Information shown below:

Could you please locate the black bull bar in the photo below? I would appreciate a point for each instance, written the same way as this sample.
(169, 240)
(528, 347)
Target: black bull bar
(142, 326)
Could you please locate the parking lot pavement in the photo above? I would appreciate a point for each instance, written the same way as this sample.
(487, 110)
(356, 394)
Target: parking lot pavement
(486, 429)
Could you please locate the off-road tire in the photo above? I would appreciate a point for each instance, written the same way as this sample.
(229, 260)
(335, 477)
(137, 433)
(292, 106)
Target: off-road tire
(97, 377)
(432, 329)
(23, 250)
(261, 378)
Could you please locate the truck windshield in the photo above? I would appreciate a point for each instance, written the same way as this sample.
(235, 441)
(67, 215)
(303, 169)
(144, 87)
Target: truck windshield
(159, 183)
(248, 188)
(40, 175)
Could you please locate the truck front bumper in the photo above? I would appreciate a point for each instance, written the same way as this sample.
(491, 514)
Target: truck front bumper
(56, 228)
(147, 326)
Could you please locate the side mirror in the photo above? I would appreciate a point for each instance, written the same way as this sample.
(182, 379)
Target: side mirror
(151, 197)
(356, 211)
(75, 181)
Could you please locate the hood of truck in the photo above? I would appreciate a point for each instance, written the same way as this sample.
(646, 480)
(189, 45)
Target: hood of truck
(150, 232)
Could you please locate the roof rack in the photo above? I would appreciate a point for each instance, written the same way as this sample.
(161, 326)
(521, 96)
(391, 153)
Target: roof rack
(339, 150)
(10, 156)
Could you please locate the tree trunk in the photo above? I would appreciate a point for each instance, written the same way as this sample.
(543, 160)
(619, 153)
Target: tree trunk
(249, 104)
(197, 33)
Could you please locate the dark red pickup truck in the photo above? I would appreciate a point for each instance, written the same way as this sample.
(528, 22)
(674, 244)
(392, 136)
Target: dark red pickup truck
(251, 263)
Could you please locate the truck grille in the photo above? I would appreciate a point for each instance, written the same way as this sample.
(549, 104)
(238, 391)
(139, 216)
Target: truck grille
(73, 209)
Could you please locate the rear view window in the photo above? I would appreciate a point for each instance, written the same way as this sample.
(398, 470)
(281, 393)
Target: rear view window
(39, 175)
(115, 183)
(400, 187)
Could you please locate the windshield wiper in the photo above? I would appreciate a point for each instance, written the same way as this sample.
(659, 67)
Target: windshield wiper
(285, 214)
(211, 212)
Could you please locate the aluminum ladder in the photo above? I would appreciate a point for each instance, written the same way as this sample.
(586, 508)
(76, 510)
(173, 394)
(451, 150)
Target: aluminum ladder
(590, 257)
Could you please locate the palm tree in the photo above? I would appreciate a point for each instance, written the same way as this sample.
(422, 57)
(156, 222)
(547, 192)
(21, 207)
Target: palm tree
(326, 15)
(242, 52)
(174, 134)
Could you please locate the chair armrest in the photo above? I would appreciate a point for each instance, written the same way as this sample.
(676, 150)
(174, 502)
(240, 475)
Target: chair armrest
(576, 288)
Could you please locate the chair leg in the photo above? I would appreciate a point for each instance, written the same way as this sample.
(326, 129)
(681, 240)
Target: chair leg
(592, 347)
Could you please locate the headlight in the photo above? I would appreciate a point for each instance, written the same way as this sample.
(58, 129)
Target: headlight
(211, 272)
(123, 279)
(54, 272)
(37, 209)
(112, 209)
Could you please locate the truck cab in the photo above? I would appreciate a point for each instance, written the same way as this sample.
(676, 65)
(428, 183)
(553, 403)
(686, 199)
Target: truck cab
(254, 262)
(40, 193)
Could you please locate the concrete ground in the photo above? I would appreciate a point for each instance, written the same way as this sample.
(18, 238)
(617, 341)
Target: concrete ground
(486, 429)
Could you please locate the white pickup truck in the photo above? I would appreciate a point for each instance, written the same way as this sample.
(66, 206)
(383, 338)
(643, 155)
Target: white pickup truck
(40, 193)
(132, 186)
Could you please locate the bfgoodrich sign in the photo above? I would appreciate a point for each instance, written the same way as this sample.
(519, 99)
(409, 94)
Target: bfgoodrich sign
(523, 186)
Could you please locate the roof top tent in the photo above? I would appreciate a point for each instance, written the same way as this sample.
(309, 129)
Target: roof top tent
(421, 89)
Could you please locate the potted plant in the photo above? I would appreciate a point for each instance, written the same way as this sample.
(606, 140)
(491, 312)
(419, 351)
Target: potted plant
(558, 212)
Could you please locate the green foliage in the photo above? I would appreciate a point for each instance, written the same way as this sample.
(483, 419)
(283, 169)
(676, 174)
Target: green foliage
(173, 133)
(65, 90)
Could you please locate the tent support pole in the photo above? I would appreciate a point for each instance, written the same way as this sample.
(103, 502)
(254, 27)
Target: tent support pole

End of Information shown.

=== Exercise requirements ===
Make an exact copy of every record listed above.

=== Task output ===
Could you please locate the black bull bar in the photo below? I would appreciate a point for each instance, written the same way as this sample.
(169, 240)
(528, 347)
Target: black bull bar
(142, 326)
Could you please locate the parking lot pavement in the photo above? I would appreciate a point for each instance, written the same way as this sample.
(487, 110)
(356, 394)
Target: parking lot pavement
(486, 429)
Could you please locate the off-road tire in the photo above? I would appreciate a point for each instance, written the same way as this sample.
(229, 260)
(335, 477)
(137, 433)
(292, 106)
Target: off-road tire
(97, 377)
(432, 329)
(23, 250)
(261, 378)
Could you please locate the truck windshield in the photo above? I would appreciate a point for each instance, written the same way as this sample.
(235, 441)
(67, 215)
(303, 169)
(144, 87)
Target: truck windshield
(159, 183)
(248, 188)
(40, 175)
Could you please locate the truck front bumper in the photo above? I would appreciate a point for each instance, written the same way as this sample.
(491, 514)
Target: truck front bumper
(56, 228)
(147, 326)
Could you please locate the side mirror in the photo above? I would appreciate a point for each instance, written the same way as this sample.
(182, 379)
Target: side mirror
(151, 197)
(356, 211)
(75, 181)
Could you please locate the hood of truck in the photo above? I would appreciate a point for each instance, written the same way as this sample.
(646, 480)
(189, 45)
Target: hood of truck
(150, 232)
Could you please locate the roof rack in the photo above? I would appreciate a point for each instance, written the same way as this sample.
(161, 326)
(521, 96)
(391, 153)
Target: roof rack
(339, 150)
(10, 156)
Could you please locate the tree trunk in the photo above? I would appreciate a point for each instance, written the same way as this sample.
(543, 160)
(619, 153)
Target: tree trunk
(249, 104)
(197, 33)
Could you please locate the dark red pickup truck in the photo above? I would appreciate a point for each instance, written the same way as this sample.
(528, 22)
(674, 244)
(392, 136)
Target: dark red pickup truck
(251, 263)
Could you please locate the truck grille in the photo above? I would appreciate a point for each instance, written the same way as this sample.
(549, 104)
(238, 391)
(139, 216)
Target: truck grille
(73, 209)
Could you please locate the rear view window in the photo above? I would appreciate a point for each instance, written the same way as this sample.
(398, 470)
(281, 393)
Target: rear view window
(39, 175)
(115, 183)
(400, 187)
Could you please locate the windshield wiper in the photo above? I would appreciate a point for each instance, written the same way as this sample.
(659, 67)
Target: windshield wiper
(285, 214)
(211, 212)
Could you please locate the aluminum ladder in the photo above? I would appreciate a point for each instance, written the same way as this sample.
(586, 508)
(76, 510)
(173, 394)
(451, 150)
Target: aluminum ladder
(590, 257)
Could you please locate the palm tree in the photo above? I would appreciate a point for each instance, written the same way as this sample.
(422, 57)
(156, 222)
(547, 192)
(21, 207)
Target: palm tree
(326, 15)
(242, 52)
(174, 134)
Could you please locate the chair armrest in the photo above? I would appreciate a point for each instance, written the same way as this sample.
(676, 150)
(174, 502)
(240, 475)
Target: chair armrest
(576, 288)
Could you please locate the chair leg in the photo above? I would appreciate a point for each instance, written the same way as this sample.
(326, 129)
(681, 240)
Target: chair leg
(592, 347)
Could you please locate the headlight in the photo above? I would appreciate a point for each instance, written the same way as this sample.
(58, 129)
Target: headlight
(211, 272)
(123, 279)
(54, 272)
(37, 209)
(112, 209)
Could you please locate the truck cab in the photo above? I would appreciate a point for each instance, written the same way as this sample.
(676, 65)
(428, 183)
(553, 403)
(686, 199)
Target: truck cab
(254, 262)
(40, 193)
Could you please locate the concrete ground in the photo above? I would appreciate a point for each instance, written the same way as this sample.
(18, 238)
(617, 341)
Target: concrete ground
(486, 429)
Could you please locate the white pickup truck in the photo above? I would appreciate a point for each instance, written the same way as this sample.
(66, 206)
(383, 338)
(643, 155)
Target: white pickup truck
(40, 193)
(132, 186)
Could you please locate the bfgoodrich sign in the photo above? I would appreciate a point for each instance, written the same way as this sample.
(519, 99)
(409, 94)
Target: bfgoodrich sign
(523, 186)
Could you please locate the roof top tent in the photo above? I would appreciate a point for each instance, written the same way as this sample.
(309, 129)
Target: roof top tent
(421, 89)
Could you please locate the potted plant in the photo above? I would appreciate a point for each instance, written the same way as this sample.
(606, 140)
(491, 312)
(419, 351)
Target: potted plant
(558, 212)
Could you please locate the green foliage in the photo above? I would appreciate a point for each instance, written the same way as this sample.
(483, 419)
(283, 169)
(676, 174)
Target: green foliage
(173, 133)
(65, 90)
Could you please locate the tent support pole in the photo above? I would appreciate a point for each instance, written the same way as this sample.
(103, 502)
(254, 27)
Target: tent support pole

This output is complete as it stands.